__Work instruction__. Copy all data exactly. Skip pictures.

(Stored data entries)
Content starts

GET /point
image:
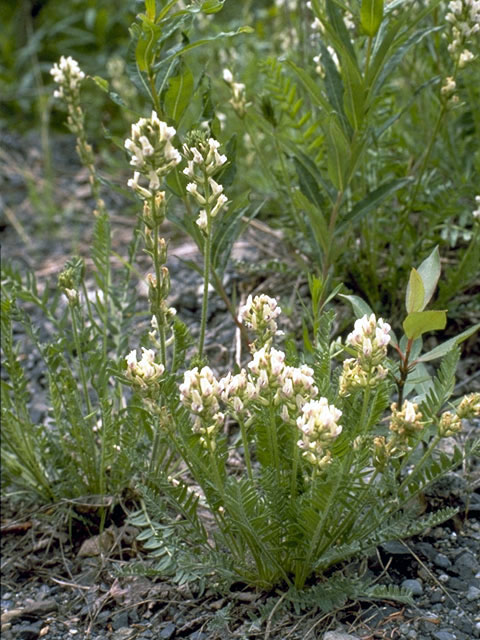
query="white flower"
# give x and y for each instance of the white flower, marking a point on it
(227, 76)
(465, 57)
(319, 427)
(410, 413)
(192, 189)
(68, 75)
(152, 153)
(202, 220)
(145, 372)
(219, 204)
(259, 314)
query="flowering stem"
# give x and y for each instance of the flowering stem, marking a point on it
(273, 437)
(295, 457)
(206, 268)
(248, 463)
(78, 347)
(312, 551)
(158, 275)
(404, 370)
(331, 229)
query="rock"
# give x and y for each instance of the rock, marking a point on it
(395, 548)
(441, 560)
(28, 631)
(426, 549)
(168, 631)
(40, 608)
(124, 633)
(443, 635)
(457, 584)
(414, 586)
(466, 564)
(473, 593)
(436, 596)
(11, 615)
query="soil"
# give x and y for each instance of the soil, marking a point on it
(61, 580)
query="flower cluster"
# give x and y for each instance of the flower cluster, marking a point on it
(152, 153)
(464, 16)
(200, 392)
(369, 341)
(236, 391)
(288, 387)
(469, 407)
(145, 373)
(319, 427)
(259, 314)
(448, 89)
(68, 75)
(203, 161)
(449, 424)
(406, 422)
(238, 100)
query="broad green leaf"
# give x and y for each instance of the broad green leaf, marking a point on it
(415, 296)
(386, 61)
(442, 349)
(311, 86)
(354, 98)
(429, 271)
(370, 202)
(179, 92)
(336, 29)
(371, 15)
(150, 9)
(419, 322)
(333, 84)
(338, 154)
(359, 306)
(201, 42)
(212, 6)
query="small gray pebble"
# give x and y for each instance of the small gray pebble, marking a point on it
(473, 593)
(414, 586)
(444, 635)
(466, 563)
(441, 560)
(436, 596)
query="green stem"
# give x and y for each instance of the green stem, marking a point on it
(207, 256)
(295, 458)
(367, 57)
(248, 463)
(305, 566)
(158, 276)
(331, 228)
(272, 430)
(78, 347)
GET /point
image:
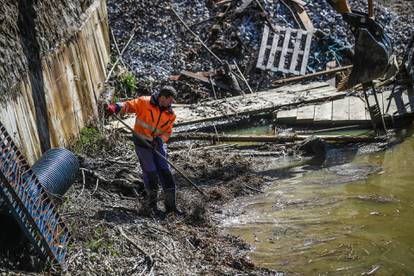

Content ends

__Your response__.
GET /point
image:
query="white flower"
# give x and y for each instance of the white flower, marking a point on it
(227, 76)
(465, 57)
(319, 427)
(410, 413)
(192, 189)
(68, 75)
(152, 153)
(202, 220)
(145, 372)
(219, 204)
(259, 314)
query="flowering stem"
# give x and y for each instance of the flowering stem, marking a point on it
(273, 437)
(295, 457)
(206, 268)
(248, 463)
(78, 347)
(312, 551)
(158, 275)
(404, 370)
(331, 229)
query="rock"
# give x and y for each instance of the rock, marking a point on it
(395, 548)
(441, 560)
(28, 631)
(426, 549)
(168, 631)
(40, 608)
(124, 633)
(443, 635)
(457, 584)
(414, 586)
(466, 564)
(473, 593)
(436, 596)
(11, 615)
query="soil"
# give x and y for each instance of the soil, marking a point on it
(61, 580)
query="flower cluster"
# give x and y for each instance of the flower cluster, marking a point on it
(152, 153)
(464, 16)
(200, 392)
(369, 341)
(236, 391)
(288, 387)
(469, 407)
(145, 373)
(319, 427)
(259, 314)
(448, 89)
(68, 75)
(203, 161)
(449, 424)
(406, 422)
(238, 100)
query="broad green leaf"
# give x and y for each instance of the broad green leaf, marking a point on it
(415, 296)
(386, 61)
(442, 349)
(311, 86)
(354, 98)
(429, 271)
(370, 202)
(179, 92)
(336, 29)
(371, 15)
(150, 9)
(419, 322)
(333, 84)
(338, 154)
(359, 306)
(201, 42)
(212, 6)
query="small gray pebble"
# give x and y for each instance of the small gray pebble, marking a point on it
(473, 593)
(414, 586)
(444, 635)
(466, 563)
(441, 560)
(436, 596)
query="green stem"
# give x and y for each instance of the green stem, marking a point on it
(207, 256)
(295, 458)
(367, 57)
(248, 463)
(305, 566)
(158, 276)
(331, 228)
(272, 430)
(78, 347)
GET /point
image:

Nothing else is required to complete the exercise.